#### Given task:
Reproduce the listing below, substituting "layout validator" for every occurrence of "planogram checker" and changing nothing else.
#### Input ####
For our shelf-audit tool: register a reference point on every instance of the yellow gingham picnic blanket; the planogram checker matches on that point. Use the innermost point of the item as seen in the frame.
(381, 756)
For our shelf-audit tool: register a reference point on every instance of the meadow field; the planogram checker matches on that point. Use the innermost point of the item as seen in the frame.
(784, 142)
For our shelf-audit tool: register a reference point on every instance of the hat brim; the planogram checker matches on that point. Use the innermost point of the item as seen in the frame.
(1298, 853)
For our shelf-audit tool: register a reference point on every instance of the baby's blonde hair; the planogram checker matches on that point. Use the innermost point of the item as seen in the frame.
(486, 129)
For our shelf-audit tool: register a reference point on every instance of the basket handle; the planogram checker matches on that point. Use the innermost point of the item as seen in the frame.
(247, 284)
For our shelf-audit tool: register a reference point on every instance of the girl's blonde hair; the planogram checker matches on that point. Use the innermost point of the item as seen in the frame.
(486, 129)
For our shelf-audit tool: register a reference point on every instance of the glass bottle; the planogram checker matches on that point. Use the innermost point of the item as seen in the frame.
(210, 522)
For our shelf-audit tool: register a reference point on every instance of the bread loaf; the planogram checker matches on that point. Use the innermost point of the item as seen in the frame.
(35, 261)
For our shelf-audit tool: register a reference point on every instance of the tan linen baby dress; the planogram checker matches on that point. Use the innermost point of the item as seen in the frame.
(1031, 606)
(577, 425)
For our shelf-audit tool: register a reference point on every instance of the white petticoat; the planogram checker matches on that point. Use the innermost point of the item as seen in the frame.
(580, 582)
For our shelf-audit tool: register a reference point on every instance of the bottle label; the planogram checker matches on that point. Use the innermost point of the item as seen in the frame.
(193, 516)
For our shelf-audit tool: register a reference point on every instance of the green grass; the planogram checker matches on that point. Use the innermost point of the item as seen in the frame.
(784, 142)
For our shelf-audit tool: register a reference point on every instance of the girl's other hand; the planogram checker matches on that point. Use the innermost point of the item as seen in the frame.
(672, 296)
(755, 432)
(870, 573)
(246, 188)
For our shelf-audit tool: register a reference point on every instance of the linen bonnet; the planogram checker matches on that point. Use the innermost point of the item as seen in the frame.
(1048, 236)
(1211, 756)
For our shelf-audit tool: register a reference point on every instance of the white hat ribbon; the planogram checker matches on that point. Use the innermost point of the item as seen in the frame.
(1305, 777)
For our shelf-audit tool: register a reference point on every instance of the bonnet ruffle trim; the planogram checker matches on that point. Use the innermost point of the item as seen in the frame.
####
#### Full response:
For our shelf-audit tool: register a reference point on every instance of the yellow gingham picnic blanket; the layout validator matches on that point. Use the innermost point of the item as seen in the frame.
(381, 756)
For our shelf-audit tool: register a reference point on every instance of the meadow field; the layout validator matches on that point. Use the innermost point of the item as seen in the frame.
(784, 142)
For our shelf-audit tool: register a reference point on every instance of the hat brim; the layout validator matches on that point. Use the innermost point of the item as seen in the frame.
(1298, 853)
For our shelf-audit tool: register a reference point on every instance of the baby's blonde hair; the layout validator matches on that point. Use the innermost point of the item as seen in the frame.
(486, 129)
For our shelf-audit tool: register a reference point on every instance of the basket handle; the layout validator matches on that point. Use the innermost point of the item as seen in the frame.
(247, 284)
For our shelf-audit tool: register a reference point on every instance of the girl's blonde hair; the layout validator matches on that point. Use the innermost point of the item as seen in the frame.
(486, 129)
For our shelf-audit tool: register a reference point on every instance of the glass bottle; the layout validator matches on that point. Use the innermost point of the item as seen in the frame.
(210, 522)
For our shelf-audit tool: register a reference point on every instance of the bread loaf; the layout validator matches on that point. Use the innermost point of the item as seen in the frame.
(35, 261)
For our shelf-audit tool: register a reference point on every instance of the tan linen baby dress; the layout validator matches on that point. Use the innermost point of the item as seen in the frame.
(1031, 606)
(577, 425)
For our shelf-audit tool: register a reference point on every instance of the white petticoat; the layout validator matches on that point. Use the innermost point of the item as seen in the frame.
(580, 582)
For our shelf-audit tool: register a reference point on every instance of the bottle label; the layout validator matches on that point. Use the innermost point of the item as seen in the frame.
(193, 516)
For our shelf-audit tool: register a reference point on every instance of the green grass; the layout validator matches on that point. Use the innermost point of the item as seen in the frame.
(784, 142)
For our shelf-audit tool: register a reference point on every instance of the girl's other hand; the layout validator matches on that point. Use the innermost point of the item as seen in the frame.
(672, 296)
(755, 432)
(870, 573)
(246, 188)
For our shelf-audit tool: register a reference point on every instance of the linen bonnet; the layout validator matches on that point. Use the innermost point of the item as seen in the frame.
(1048, 236)
(1211, 756)
For our shelf-audit tool: register a reference point on every instance of the white hat ribbon; the layout validator matches on that point. Use the innermost point of the item as seen in the frame.
(1305, 777)
For our shelf-audit tool: register a reference point on every instance of the bonnet ruffle trim; the layout validator matches on that point. Use the innermost point of the item as seen in the frame.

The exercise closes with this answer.